:: DATA EXCERPTS ::

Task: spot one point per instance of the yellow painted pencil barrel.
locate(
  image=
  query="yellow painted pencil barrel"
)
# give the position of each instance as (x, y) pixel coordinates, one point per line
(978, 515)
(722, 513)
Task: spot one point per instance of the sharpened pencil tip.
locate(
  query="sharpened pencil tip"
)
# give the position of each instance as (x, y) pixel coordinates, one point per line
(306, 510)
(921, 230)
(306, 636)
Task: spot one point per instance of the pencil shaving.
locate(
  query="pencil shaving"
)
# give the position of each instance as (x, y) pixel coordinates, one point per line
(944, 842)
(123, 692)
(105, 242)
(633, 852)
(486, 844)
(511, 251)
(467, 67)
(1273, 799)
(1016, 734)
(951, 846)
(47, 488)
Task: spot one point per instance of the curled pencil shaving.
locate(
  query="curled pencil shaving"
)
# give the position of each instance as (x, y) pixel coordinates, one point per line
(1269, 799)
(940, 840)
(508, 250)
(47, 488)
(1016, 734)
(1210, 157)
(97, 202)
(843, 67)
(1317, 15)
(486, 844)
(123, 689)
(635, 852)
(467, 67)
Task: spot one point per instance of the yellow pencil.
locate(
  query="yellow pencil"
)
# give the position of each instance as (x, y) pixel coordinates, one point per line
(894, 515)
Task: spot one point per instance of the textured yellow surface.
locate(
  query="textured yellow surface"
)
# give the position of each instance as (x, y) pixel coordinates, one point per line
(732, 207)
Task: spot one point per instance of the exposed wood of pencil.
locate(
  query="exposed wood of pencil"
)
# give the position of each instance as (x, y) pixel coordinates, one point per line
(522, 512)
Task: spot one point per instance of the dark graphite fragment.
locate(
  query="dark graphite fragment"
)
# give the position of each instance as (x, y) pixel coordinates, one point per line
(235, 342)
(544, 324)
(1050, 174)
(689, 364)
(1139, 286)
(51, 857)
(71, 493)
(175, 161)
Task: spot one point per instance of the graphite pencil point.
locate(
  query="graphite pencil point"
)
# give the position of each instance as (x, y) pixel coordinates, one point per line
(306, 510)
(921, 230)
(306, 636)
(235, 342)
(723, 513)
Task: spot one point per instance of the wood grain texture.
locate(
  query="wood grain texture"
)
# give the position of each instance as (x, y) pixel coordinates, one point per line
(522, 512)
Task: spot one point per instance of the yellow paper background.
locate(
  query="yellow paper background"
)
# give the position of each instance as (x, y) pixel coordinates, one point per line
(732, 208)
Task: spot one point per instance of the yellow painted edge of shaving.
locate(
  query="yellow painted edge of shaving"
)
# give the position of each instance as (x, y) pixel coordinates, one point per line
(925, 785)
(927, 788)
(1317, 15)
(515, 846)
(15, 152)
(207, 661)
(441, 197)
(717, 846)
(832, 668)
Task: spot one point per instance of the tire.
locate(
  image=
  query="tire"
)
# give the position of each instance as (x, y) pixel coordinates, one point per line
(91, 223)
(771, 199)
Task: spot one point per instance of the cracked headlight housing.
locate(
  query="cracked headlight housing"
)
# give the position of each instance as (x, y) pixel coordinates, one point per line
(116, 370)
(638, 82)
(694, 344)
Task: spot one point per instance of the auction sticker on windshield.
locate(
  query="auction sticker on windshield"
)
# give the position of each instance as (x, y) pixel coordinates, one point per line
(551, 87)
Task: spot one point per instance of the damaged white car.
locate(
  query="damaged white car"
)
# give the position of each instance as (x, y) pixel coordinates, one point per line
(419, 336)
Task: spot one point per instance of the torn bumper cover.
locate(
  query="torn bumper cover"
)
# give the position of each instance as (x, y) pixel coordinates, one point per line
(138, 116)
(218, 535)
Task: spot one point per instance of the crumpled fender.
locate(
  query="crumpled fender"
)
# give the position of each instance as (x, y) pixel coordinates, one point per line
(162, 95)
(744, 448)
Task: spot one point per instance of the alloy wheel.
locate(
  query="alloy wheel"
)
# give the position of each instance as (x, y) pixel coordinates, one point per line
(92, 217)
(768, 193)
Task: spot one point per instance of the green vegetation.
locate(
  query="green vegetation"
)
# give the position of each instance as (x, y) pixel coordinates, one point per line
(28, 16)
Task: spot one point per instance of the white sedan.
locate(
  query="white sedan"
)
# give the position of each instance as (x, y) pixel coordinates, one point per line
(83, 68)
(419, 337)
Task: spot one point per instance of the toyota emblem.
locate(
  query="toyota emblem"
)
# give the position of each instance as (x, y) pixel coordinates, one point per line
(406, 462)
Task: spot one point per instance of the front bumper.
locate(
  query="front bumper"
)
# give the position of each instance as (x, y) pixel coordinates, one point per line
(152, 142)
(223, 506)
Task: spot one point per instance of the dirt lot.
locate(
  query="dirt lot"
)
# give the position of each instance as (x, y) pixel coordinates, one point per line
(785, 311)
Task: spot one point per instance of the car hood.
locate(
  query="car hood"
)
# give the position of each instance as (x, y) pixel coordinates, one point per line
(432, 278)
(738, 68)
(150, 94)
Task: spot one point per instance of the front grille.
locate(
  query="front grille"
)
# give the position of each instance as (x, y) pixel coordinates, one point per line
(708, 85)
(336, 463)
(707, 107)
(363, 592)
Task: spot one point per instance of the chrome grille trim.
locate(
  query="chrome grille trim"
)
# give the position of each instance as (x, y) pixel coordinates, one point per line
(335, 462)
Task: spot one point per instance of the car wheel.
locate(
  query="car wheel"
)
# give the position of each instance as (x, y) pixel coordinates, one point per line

:: STATED PROBLEM ::
Here, the records must be output exactly and in full.

:: ANSWER TO THE TASK ::
Task: spot one point per instance of the yellow painted pencil barrel.
locate(
  image=
  query="yellow painted pencil barrel"
)
# give the position of each instance as (x, y) pixel coordinates, one point per line
(978, 515)
(722, 513)
Task: spot one point per instance of the sharpened pencil tip.
locate(
  query="sharpened pencil tip"
)
# give the position of each instance as (x, y) pixel coordinates, one point per line
(306, 510)
(921, 230)
(306, 636)
Task: spot one point per instance of the pencil shaving.
locate(
  query="pencil shaving"
)
# give the position of each instance as (x, y) pixel coordinates, one point per line
(944, 842)
(123, 692)
(105, 242)
(633, 852)
(486, 844)
(511, 251)
(467, 67)
(1273, 799)
(1016, 734)
(951, 846)
(47, 488)
Task: spot one point per instance of the curled pencil shaving.
locate(
  query="curled pencil shaving"
)
# give the position of each instance as (x, y) pixel coordinates, one point per line
(1269, 799)
(940, 840)
(508, 250)
(47, 488)
(1016, 734)
(1210, 157)
(97, 202)
(843, 67)
(1317, 15)
(486, 844)
(123, 689)
(635, 852)
(467, 67)
Task: spot one point per instance of the yellow pencil.
locate(
  query="yellow pencil"
)
# give the position of each instance as (x, y) pixel coordinates, one point per line
(894, 515)
Task: spot one point per instance of the textured yellow surface.
locate(
  query="textured yellow surface"
)
# give the position of each instance as (x, y) pixel coordinates, one point per line
(732, 207)
Task: spot one point per instance of the exposed wood of pencil.
locate(
  query="exposed wood of pencil"
)
# give the position of each instance as (x, y) pixel coordinates, one point per line
(522, 512)
Task: spot one point per instance of the dark graphite fragment.
locate(
  query="dark graphite fragment"
)
# give the position of each instance as (x, y) pixel coordinates, one point per line
(235, 342)
(544, 324)
(1050, 174)
(689, 364)
(1139, 286)
(51, 857)
(71, 493)
(175, 161)
Task: spot one point per instance of the graphite pencil point.
locate(
  query="graphite pencil point"
)
# give the position of each instance as (x, y) pixel coordinates, one point per line
(306, 510)
(921, 230)
(306, 636)
(235, 342)
(723, 513)
Task: spot one point per instance of the wood grain texture.
locate(
  query="wood grain texture"
)
# give the position of each instance as (x, y) pixel coordinates, one point per line
(522, 512)
Task: spot one point per instance of the yellow paper background.
locate(
  query="yellow paper background"
)
# give the position of each instance as (x, y) pixel coordinates, one point per line
(732, 208)
Task: spot one point per instance of the yellow painted edge of shaving.
locate(
  query="yellow painted edge of shaving"
)
# give the position of each instance as (x, y) pixel coordinates, one point per line
(925, 785)
(927, 788)
(1317, 15)
(515, 846)
(15, 152)
(207, 661)
(441, 197)
(717, 846)
(832, 668)
Task: spot one point per instance of the tire.
locate(
  image=
  query="tire"
)
# give the position of each instance as (x, y) pixel coordinates, one point per line
(91, 223)
(771, 199)
Task: spot one point per instance of the cracked headlight housing.
locate(
  query="cracked headlight housing"
)
# give the position of each instance as (x, y) pixel coordinates, one point per line
(116, 370)
(638, 82)
(694, 344)
Task: spot one point per instance of the auction sticker on windshield.
locate(
  query="auction sticker on windshield"
)
# give the position of each instance as (x, y) pixel coordinates, one point per line
(551, 87)
Task: spot one point per instance of the damaged white car.
locate(
  query="damaged white car"
)
# give the position of each instance as (x, y) pixel coordinates, one point per line
(419, 336)
Task: spot one point per instance of the torn bumper cover.
locate(
  query="torn bumper cover"
)
# give the position of each instance as (x, y) pixel coordinates, one point per line
(138, 116)
(218, 535)
Task: spot one point per instance of the crumpled fender.
locate(
  query="crumpled fender"
)
# give the position of each instance as (x, y) pixel coordinates, one point per line
(162, 95)
(744, 448)
Task: spot one point per instance of the alloy wheel.
locate(
  query="alloy wheel"
)
# give the position of each instance as (x, y) pixel coordinates, one point per line
(92, 217)
(768, 193)
Task: spot one point per instance of the green vegetation.
locate(
  query="green vegetation"
)
# give the position of each instance as (x, y) pixel coordinates, one point per line
(28, 16)
Task: spot one point per instance of the white sedan.
locate(
  query="white sedan"
)
# give the position of each instance as (x, y) pixel coordinates, one point per line
(83, 68)
(419, 337)
Task: spot one point per instance of the toyota emblem.
locate(
  query="toyota emblem"
)
# give the position of each instance as (x, y) pixel coordinates, one point per line
(406, 462)
Task: spot one point per instance of the front bumper.
locate(
  query="front bumper"
)
# give the position of each instance as (x, y) pixel coordinates, one point per line
(152, 142)
(223, 506)
Task: spot one point per instance of the dirt lot.
locate(
  query="dirt lot"
)
# give the position of each instance as (x, y) pixel coordinates, one point per line
(785, 311)
Task: spot one point per instance of the car hood.
locate(
  query="car hood"
)
# give the position of each instance as (x, y) pixel coordinates, one point per line
(432, 278)
(738, 68)
(150, 94)
Task: spot one point per instance of the front grille.
locate(
  query="front grille"
)
# give the position of each instance as (x, y) pixel coordinates, one point per line
(708, 85)
(336, 463)
(707, 107)
(363, 592)
Task: spot one point per instance of the chrome grille trim.
locate(
  query="chrome grille trim"
)
# give the position of each instance as (x, y) pixel coordinates, one point per line
(335, 462)
Task: spot one point per instance of the car wheel.
locate(
  query="car wheel"
)
# give the position of each instance as (x, y) pixel coordinates, one point per line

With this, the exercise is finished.